_Your objective:_
Render the listing below as a numbered list, leaving out blank lines and the pictures.

_Raw data:_
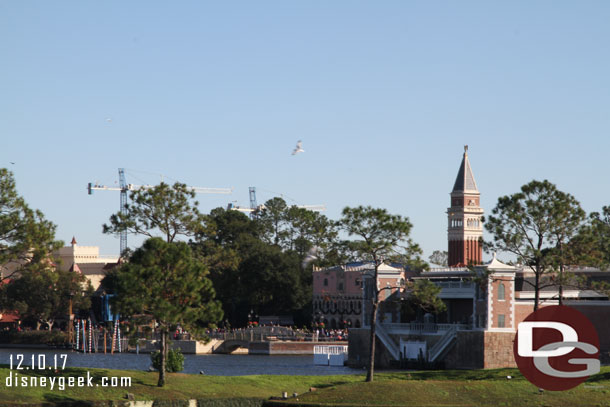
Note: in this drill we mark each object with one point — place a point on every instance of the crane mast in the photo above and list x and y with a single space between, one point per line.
123 186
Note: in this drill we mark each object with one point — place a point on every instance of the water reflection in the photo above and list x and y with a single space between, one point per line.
213 365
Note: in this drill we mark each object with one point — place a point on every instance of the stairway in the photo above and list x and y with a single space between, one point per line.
442 345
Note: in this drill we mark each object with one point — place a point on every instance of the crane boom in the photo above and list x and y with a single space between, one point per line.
124 187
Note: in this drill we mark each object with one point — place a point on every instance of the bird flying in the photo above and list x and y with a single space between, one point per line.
298 148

_Task result:_
1. Note: in this drill we mark each object with one point — place a point on every instance of the crane mast in the photo above and list x and y with a single space between, one point per line.
2. 123 186
3. Note: in this drill we mark each object with one point — place a point on every instance of the water reflection in the photo above and list x and y with a single space between, one point per line.
4. 213 365
5. Note: in this drill we mark each object with one point — place a point on every instance of the stairway in the photo above and list x and y with a single space between, one point per line.
6. 442 345
7. Note: in this drill we mark each object with one point — place a point on every instance of the crane boom in the photo above and list x and y with a single space between, one point per line.
8. 124 187
9. Note: in this drill we mark each object with one point — place a point on every instance of the bird flying in the photo above and list x and y with a single space between, one point per line.
10. 298 148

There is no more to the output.